Goal >>
Pick out each line in the material below that contains the word "green", and copy those lines in full.

Listed records >>
-------
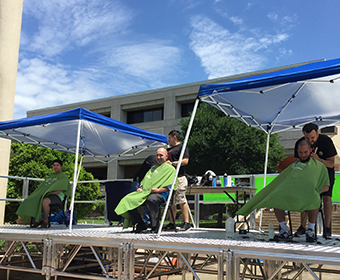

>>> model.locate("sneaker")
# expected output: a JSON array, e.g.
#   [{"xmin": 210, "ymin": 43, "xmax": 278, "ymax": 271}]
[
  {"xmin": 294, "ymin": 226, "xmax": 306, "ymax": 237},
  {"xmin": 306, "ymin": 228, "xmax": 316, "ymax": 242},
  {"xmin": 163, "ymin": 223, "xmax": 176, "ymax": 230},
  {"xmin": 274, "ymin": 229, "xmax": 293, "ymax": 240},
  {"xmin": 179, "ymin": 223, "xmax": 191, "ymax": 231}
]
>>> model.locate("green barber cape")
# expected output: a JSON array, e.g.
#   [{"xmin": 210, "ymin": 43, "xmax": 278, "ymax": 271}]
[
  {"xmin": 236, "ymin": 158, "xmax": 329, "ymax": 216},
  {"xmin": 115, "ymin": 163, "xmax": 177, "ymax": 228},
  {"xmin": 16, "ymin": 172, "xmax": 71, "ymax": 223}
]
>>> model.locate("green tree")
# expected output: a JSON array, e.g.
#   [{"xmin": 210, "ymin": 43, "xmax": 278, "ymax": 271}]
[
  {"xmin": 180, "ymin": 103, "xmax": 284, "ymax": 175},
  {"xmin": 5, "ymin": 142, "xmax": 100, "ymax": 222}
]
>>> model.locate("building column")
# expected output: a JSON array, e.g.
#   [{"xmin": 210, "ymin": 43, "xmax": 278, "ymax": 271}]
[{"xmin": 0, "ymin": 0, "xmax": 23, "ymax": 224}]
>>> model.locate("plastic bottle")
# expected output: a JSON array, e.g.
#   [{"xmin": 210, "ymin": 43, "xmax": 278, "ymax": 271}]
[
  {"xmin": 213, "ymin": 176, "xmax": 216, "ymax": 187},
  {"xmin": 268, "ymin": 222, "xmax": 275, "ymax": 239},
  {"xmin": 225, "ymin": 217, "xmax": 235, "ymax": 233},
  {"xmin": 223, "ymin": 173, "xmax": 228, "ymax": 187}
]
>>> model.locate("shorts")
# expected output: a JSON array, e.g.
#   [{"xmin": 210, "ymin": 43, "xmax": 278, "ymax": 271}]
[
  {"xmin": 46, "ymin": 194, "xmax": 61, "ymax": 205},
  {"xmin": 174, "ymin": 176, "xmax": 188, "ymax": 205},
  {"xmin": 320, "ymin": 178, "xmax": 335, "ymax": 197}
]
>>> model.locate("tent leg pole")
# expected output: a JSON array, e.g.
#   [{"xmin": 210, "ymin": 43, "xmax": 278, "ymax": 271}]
-------
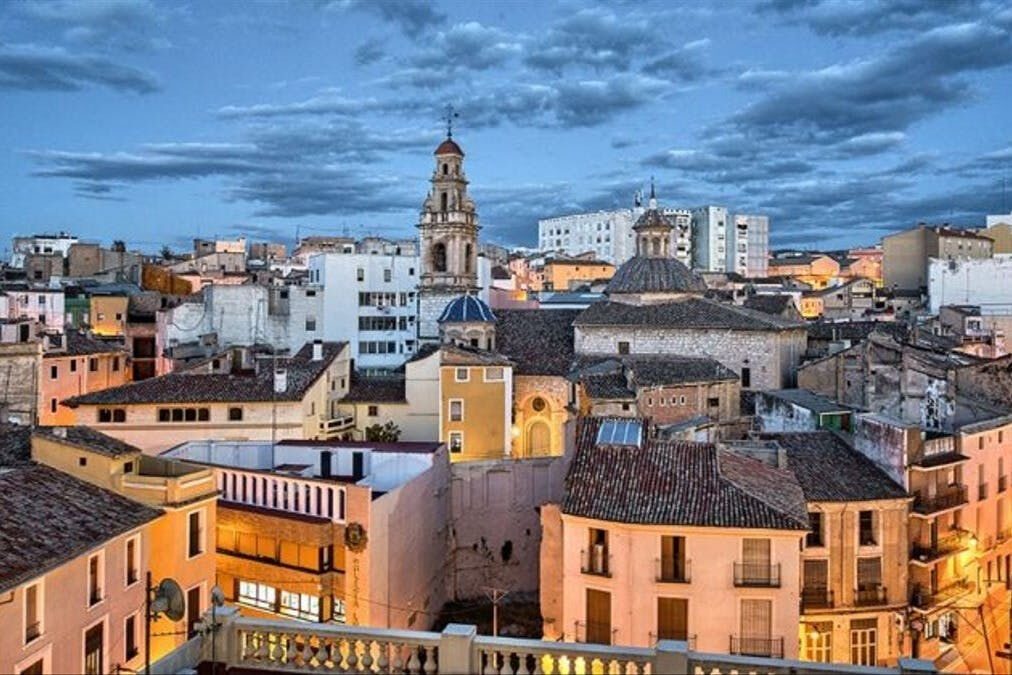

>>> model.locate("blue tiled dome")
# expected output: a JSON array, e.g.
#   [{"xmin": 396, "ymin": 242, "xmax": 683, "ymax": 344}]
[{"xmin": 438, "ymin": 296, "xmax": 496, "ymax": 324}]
-------
Written answer >>
>>> model.locate("green barber cape")
>>> model.locate("green tree")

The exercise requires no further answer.